→ EXERCISE DIRECTIONS
In the records below, the line with "Target: cluster of orange fungi" opens the range and the line with "of the glowing" closes it; print that range exactly and nothing else.

→ RECORD EXCERPTS
+---+

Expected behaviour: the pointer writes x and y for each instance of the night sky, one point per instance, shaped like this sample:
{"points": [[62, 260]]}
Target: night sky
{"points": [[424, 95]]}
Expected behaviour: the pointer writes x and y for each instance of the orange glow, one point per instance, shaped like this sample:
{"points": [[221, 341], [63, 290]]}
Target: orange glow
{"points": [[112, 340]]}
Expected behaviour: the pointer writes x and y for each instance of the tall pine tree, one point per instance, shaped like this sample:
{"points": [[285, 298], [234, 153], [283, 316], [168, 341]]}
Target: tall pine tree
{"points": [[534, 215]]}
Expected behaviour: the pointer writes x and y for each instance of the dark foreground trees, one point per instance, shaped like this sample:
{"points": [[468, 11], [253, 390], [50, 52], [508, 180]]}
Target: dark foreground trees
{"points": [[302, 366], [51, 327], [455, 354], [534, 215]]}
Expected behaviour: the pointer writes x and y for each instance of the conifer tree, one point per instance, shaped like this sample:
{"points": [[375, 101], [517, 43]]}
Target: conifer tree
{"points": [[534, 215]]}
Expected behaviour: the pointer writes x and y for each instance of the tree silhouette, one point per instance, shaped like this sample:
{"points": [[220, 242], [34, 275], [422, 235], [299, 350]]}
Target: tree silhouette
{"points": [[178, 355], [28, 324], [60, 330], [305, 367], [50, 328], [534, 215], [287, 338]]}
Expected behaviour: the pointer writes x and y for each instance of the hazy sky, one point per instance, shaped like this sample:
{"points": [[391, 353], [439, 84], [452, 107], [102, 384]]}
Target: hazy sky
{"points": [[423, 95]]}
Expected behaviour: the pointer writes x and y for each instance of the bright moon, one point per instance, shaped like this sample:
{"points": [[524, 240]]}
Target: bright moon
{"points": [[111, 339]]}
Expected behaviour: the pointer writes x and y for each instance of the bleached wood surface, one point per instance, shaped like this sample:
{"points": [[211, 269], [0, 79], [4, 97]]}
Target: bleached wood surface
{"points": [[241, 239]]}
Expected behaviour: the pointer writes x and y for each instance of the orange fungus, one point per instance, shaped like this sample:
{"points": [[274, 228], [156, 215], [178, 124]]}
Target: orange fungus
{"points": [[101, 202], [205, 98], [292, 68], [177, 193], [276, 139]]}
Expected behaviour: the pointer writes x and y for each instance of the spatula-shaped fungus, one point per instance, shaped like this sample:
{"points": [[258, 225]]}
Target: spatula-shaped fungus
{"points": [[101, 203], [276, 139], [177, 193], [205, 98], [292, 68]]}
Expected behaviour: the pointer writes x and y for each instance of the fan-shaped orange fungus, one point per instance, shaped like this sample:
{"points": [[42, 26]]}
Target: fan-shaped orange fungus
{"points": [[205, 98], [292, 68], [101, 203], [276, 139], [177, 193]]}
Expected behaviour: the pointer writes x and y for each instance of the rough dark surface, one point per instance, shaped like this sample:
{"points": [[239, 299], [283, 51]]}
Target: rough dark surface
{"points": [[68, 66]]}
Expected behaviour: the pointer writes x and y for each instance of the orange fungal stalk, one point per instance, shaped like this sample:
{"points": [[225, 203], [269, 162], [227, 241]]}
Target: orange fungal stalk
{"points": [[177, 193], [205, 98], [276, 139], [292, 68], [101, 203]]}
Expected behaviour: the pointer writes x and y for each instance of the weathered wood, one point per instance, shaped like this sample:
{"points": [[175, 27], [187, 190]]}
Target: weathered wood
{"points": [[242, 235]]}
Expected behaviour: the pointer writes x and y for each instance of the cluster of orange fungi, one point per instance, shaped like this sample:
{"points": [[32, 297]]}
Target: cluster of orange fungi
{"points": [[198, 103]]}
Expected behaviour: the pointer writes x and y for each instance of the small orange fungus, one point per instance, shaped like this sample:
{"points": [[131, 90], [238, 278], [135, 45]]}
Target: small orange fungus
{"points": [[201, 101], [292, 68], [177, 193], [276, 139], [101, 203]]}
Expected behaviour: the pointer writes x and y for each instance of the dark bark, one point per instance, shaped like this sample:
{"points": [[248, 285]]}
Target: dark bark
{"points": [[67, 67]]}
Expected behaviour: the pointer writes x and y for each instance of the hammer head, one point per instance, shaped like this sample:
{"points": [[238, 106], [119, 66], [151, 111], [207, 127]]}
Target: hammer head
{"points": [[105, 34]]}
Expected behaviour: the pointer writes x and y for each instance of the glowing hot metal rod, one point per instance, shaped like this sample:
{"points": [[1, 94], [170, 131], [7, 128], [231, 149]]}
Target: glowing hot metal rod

+---+

→ RESPONSE AREA
Target: cluster of orange fungi
{"points": [[198, 103]]}
Expected behaviour: the pointer writes x and y for each instance of the small orange fungus, one point per instance, shaped like this sample:
{"points": [[131, 90], [238, 278], [135, 45]]}
Target: small orange fungus
{"points": [[201, 101], [292, 68], [177, 193], [276, 139], [101, 203]]}
Expected behaviour: the pointer writes x and y for each instance of the dark bark, one point per instance, shaped like this sample:
{"points": [[248, 285]]}
Target: dark bark
{"points": [[67, 67]]}
Expected behaviour: the pointer writes x and y for each instance of the hammer head, one point per instance, shaped like this sample:
{"points": [[238, 106], [119, 66], [151, 111], [207, 127]]}
Target: hammer head
{"points": [[105, 34]]}
Expected behaviour: the pointer writes x and y for each instance of the glowing hot metal rod, one point per instance, shaped like this sample:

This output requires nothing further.